(WORK INSTRUCTIONS) Copy out the lines below word for word.

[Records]
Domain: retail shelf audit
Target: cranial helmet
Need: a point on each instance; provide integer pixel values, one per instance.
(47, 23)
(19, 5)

(COMPLETE ANSWER)
Domain: retail shelf audit
Target: cranial helmet
Need: a point on each instance; provide integer pixel values, one per instance.
(47, 23)
(19, 5)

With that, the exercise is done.